▶ _Brief_
Skip the images. Copy the records exactly as written.

▼

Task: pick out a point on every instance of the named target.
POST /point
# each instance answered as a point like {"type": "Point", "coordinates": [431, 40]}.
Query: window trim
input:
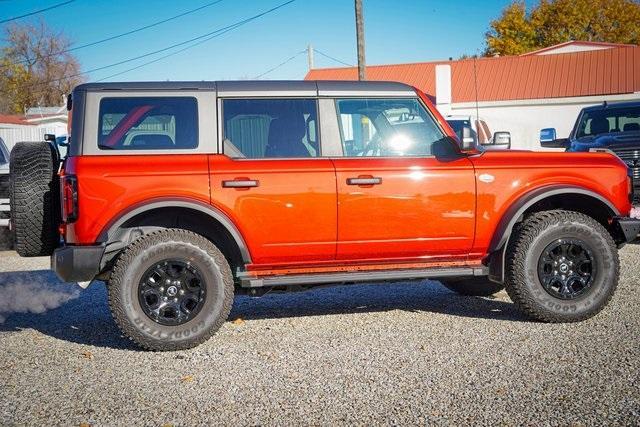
{"type": "Point", "coordinates": [101, 122]}
{"type": "Point", "coordinates": [248, 97]}
{"type": "Point", "coordinates": [414, 97]}
{"type": "Point", "coordinates": [206, 106]}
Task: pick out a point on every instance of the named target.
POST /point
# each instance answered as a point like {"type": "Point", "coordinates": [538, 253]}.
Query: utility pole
{"type": "Point", "coordinates": [360, 40]}
{"type": "Point", "coordinates": [310, 56]}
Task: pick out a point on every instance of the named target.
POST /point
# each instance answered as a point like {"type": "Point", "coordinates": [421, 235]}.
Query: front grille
{"type": "Point", "coordinates": [4, 186]}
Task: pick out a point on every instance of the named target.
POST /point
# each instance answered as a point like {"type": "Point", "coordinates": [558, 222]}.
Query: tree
{"type": "Point", "coordinates": [556, 21]}
{"type": "Point", "coordinates": [35, 68]}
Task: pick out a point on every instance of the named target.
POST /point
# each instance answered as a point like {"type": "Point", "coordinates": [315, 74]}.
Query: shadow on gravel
{"type": "Point", "coordinates": [418, 297]}
{"type": "Point", "coordinates": [86, 318]}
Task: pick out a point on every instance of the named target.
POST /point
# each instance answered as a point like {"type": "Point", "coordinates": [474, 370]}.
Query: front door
{"type": "Point", "coordinates": [404, 191]}
{"type": "Point", "coordinates": [272, 181]}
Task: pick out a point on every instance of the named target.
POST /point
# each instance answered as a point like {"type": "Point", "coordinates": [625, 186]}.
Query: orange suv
{"type": "Point", "coordinates": [180, 195]}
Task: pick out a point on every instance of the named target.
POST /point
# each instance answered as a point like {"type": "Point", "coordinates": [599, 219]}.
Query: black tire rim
{"type": "Point", "coordinates": [566, 268]}
{"type": "Point", "coordinates": [171, 292]}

▲

▶ _Exercise result_
Task: pick out a point on every instance of the named target.
POST /point
# each instance answered as a point like {"type": "Point", "coordinates": [431, 40]}.
Query: window trim
input:
{"type": "Point", "coordinates": [101, 122]}
{"type": "Point", "coordinates": [248, 97]}
{"type": "Point", "coordinates": [414, 97]}
{"type": "Point", "coordinates": [206, 106]}
Task: pick out a point on every instance of the named target.
POST /point
# each instance answered as a point like {"type": "Point", "coordinates": [538, 253]}.
Query: utility pole
{"type": "Point", "coordinates": [360, 40]}
{"type": "Point", "coordinates": [310, 56]}
Task: pick out a point on every instance of the named target.
POST /point
# each instance answered as a point like {"type": "Point", "coordinates": [421, 235]}.
Query: front grille
{"type": "Point", "coordinates": [4, 186]}
Task: pick out a point on every instance of the named target.
POST /point
# each instance answered as a point like {"type": "Point", "coordinates": [558, 222]}.
Query: tree
{"type": "Point", "coordinates": [556, 21]}
{"type": "Point", "coordinates": [35, 68]}
Task: pick out a point on every instance of the named target.
POST /point
# each instance answered as a point like {"type": "Point", "coordinates": [315, 74]}.
Query: shadow on gravel
{"type": "Point", "coordinates": [418, 297]}
{"type": "Point", "coordinates": [86, 318]}
Task: pick out a point on every instance of the named target.
POST /point
# each instance answered as a point like {"type": "Point", "coordinates": [474, 370]}.
Query: front door
{"type": "Point", "coordinates": [404, 191]}
{"type": "Point", "coordinates": [272, 181]}
Task: pick out a point on every instance of the named target.
POST /point
# each instance answered as a point like {"type": "Point", "coordinates": [625, 186]}.
Query: orange suv
{"type": "Point", "coordinates": [180, 195]}
Task: pick out a point on every instance of the named target.
POST /point
# each instance answered as a point like {"type": "Point", "coordinates": [599, 219]}.
Query: black tire rim
{"type": "Point", "coordinates": [566, 268]}
{"type": "Point", "coordinates": [171, 292]}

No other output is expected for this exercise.